Unless indicated otherwise, most hidden units can be described as accepting a vector of inputs x, computing an affine transformation $z=W^Tx+b$ , and then applying an element-wise nonlinear function g(z). Most hidden units are distinguished from each other only by the choice of the form of the activation function g(z).

Rectified Linear Units and Their Generalizations

Rectified linear units use the activation function $g(z) = max\{0, z\}$ .

Rectified linear units are easy to optimize because they are so similar to linear units. The only difference between a linear unit and a rectified linear unit is that a rectified linear unit outputs zero across half its domain. This makes the derivatives through a rectified linear unit remain large whenever the unit is active.
The second derivative of the rectifying operation is 0 almost everywhere, and the derivative of the rectifying operation is 1 everywhere that the unit is active. This means that the gradient direction is far more useful for learning than it would be with activation functions that introduce second-order effects .
Rectified linear units are typically used on top of an affine transformation:

$h = g (W^{T} x + b)$ $h=g(W^Tx+b)$
When initializing the parameters of the affine transformation, it can be a good practice to set all elements of b to a small, positive value, such as 0.1. This makes it very likely that the rectified linear units will be initially active for most inputs in the training set and allow the derivatives to pass through.
One drawback to rectified linear units is that they cannot learn via gradientbased methods on examples for which their activation is zero.
A variety of generalizations of rectified linear units guarantee that they receive gradient everywhere.
(1) Three generalizations of rectified linear units are based on using a non-zero slope $α_i$ when $z_i$ < 0: $h_i = g(z, α)_i = max(0, z_i) + α_i min(0, z_i)$ . Absolute value rectification fixes $α_i = −1$ to obtain $g(z) = |z|$ .It is used for object recognition from images (Jarrett et al., 2009), where it makes sense to seek features that are invariant under a polarity reversal of the input illumination.
(2) Other generalizations of rectified linear units are more broadly applicable. A leaky ReLU (Maas et al., 2013) fixes $α_i$ to a small value like 0.01.
(3) While a parametric ReLU or PReLU treats $α_i$ as a learnable parameter (He et al., 2015).
-------
Written request
Extend the text on rectified linear units, starting right after its last sentence. The records on this page play no part in the work.
-------
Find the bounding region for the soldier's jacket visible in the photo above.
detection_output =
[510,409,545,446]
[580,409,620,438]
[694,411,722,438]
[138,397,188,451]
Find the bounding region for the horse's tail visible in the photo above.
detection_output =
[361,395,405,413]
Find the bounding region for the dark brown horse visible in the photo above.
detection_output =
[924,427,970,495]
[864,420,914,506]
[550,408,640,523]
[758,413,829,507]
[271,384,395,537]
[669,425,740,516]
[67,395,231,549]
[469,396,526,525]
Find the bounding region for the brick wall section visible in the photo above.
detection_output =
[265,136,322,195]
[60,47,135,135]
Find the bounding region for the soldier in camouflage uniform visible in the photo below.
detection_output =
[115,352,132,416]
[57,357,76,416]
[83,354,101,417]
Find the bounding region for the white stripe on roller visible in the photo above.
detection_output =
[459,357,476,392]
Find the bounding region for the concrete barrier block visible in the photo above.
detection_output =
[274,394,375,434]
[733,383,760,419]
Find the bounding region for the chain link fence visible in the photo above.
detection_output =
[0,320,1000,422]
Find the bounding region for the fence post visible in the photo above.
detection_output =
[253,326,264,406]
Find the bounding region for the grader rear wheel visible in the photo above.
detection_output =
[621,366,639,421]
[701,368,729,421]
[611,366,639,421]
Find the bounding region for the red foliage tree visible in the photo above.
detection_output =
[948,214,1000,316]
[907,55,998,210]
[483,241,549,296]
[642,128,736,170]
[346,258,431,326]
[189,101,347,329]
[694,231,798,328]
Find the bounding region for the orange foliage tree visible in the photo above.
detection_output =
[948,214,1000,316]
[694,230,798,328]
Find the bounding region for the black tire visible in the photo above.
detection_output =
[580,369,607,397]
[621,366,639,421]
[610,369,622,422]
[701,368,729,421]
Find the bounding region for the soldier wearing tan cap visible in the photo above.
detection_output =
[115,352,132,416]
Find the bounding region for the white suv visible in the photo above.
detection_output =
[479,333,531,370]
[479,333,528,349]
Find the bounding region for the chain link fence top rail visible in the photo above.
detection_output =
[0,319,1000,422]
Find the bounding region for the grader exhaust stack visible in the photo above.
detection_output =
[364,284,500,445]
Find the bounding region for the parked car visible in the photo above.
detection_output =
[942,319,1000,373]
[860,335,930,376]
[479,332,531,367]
-------
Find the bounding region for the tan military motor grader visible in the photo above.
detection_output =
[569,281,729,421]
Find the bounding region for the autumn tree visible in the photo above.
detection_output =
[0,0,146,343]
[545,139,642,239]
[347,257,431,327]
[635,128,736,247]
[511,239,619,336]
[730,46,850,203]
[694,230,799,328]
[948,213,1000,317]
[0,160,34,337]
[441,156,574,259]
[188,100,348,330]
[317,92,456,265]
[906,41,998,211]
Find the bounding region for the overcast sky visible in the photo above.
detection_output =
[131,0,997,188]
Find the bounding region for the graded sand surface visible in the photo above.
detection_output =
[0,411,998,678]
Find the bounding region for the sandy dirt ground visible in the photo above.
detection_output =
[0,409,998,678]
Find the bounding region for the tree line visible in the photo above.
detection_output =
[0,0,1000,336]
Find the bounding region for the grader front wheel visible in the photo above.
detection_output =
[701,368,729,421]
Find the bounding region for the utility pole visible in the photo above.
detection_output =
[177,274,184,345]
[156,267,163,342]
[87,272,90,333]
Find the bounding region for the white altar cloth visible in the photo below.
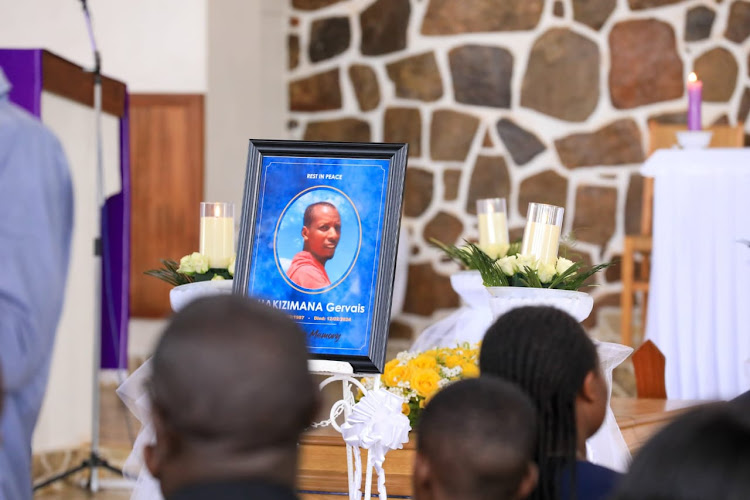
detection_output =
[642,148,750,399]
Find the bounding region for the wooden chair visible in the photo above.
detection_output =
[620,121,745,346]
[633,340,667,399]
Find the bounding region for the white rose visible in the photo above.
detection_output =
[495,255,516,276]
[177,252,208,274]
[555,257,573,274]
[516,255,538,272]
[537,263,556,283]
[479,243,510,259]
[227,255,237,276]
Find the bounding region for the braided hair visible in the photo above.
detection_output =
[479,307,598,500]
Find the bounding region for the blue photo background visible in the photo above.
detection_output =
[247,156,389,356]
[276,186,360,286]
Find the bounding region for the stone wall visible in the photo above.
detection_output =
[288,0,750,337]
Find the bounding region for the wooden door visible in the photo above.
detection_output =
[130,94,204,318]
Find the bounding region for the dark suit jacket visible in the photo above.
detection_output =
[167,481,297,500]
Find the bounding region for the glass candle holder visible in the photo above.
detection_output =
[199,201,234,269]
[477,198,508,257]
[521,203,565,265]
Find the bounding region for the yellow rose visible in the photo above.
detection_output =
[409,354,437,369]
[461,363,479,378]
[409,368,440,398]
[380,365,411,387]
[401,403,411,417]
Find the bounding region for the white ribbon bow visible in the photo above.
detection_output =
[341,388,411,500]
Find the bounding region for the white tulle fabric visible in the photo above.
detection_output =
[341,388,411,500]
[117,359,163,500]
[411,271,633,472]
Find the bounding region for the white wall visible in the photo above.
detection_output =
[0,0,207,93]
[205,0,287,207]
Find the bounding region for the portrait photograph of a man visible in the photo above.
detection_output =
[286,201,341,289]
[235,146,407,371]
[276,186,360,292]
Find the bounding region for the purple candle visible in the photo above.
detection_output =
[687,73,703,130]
-------
The response
(4) Maxout units (Goodfellow et al., 2013a) generalize rectified linear units further. Instead of applying an element-wise function g(z), maxout units divide z into groups of k values. Each maxout unit then outputs the maximum element of one of these groups:
$g (z)_{i} = max_{j \in G^{(i)}} z_{j}$ $g(z)_i=\max _{j\in \mathbb{G}^{(i)}}z_j$
This provides a way of learning a piecewise linear function that responds to multiple directions in the input x space.
A maxout unit can learn a piecewise linear, convex function with up to k pieces. Maxout units can thus be seen as learning the activation function itself rather than just the relationship between units.
With large enough k, a maxout unit can learn to approximate any convex function with arbitrary fidelity. In particular, a maxout layer with two pieces can learn to implement the same function of the input x as a traditional layer using the rectified linear activation function, absolute value rectification function, or the leaky or parametric ReLU, or can learn to implement a totally different function altogether.
Each maxout unit is now parametrized by k weight vectors instead of just one, so maxout units typically need more regularization than rectified linear units. They can work well without regularization if the training set is large and the number of pieces per unit is kept low.
Rectified linear units and all of these generalizations of them are based on the principle that models are easier to optimize if their behavior is closer to linear.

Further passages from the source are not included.